▸ **Records for processing**
>> Begin

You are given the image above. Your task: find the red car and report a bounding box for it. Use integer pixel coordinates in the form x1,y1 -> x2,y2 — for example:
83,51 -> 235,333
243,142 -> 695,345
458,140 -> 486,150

>> End
>> Begin

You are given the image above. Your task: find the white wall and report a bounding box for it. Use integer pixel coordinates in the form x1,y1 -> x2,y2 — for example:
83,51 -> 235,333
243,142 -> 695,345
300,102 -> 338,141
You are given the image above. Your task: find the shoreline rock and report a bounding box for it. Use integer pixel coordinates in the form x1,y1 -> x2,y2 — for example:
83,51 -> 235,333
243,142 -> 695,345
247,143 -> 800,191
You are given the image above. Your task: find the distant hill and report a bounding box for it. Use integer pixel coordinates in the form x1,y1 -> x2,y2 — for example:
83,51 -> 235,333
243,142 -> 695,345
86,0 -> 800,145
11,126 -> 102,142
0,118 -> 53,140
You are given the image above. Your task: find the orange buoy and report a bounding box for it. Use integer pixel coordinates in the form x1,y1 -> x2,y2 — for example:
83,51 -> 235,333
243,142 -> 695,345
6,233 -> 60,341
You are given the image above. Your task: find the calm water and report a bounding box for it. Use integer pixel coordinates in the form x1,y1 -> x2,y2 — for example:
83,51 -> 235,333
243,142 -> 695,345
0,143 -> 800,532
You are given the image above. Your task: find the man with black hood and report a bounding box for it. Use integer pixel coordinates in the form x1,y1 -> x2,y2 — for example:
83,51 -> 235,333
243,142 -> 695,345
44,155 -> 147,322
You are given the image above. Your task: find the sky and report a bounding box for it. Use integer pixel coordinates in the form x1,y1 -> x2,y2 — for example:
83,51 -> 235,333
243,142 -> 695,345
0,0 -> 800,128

>> End
>> Begin

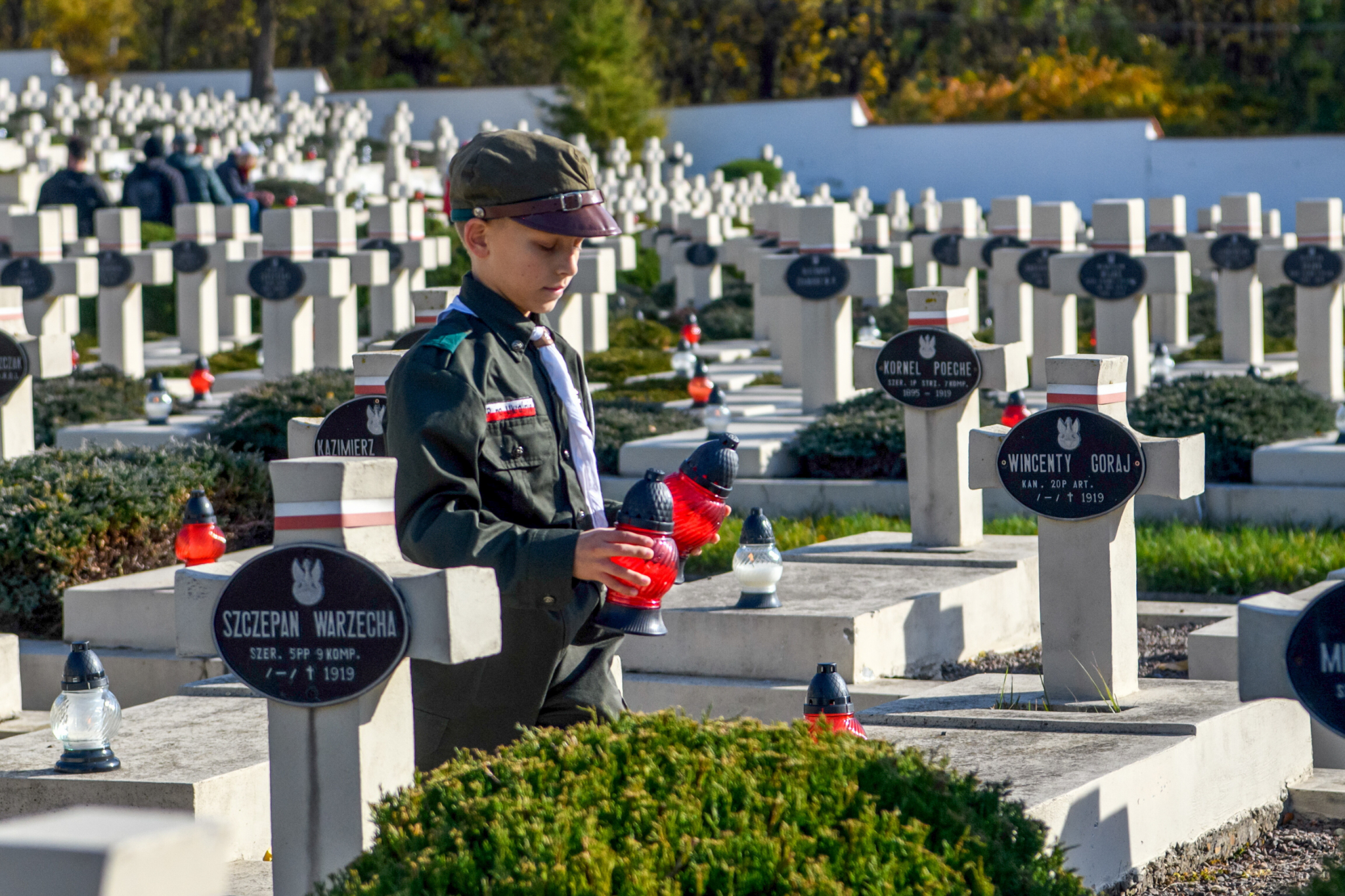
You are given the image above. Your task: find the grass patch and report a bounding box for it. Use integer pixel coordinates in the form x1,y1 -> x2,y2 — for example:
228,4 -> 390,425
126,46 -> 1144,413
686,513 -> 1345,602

>> End

Copy everything from the line containing "You are given the image above. Your task: find the red" down to the line containing "458,140 -> 486,150", shifting each coordinate of the answer box by adding 145. Leave the request and its sample coordinates unchanged.

▸ **Exercise response**
You are given the image above. Your task: find the red car and report a bounding box for it. Use integer pixel coordinates in the form x1,y1 -> x2,y2 — for example:
83,51 -> 235,333
243,142 -> 695,345
603,285 -> 631,295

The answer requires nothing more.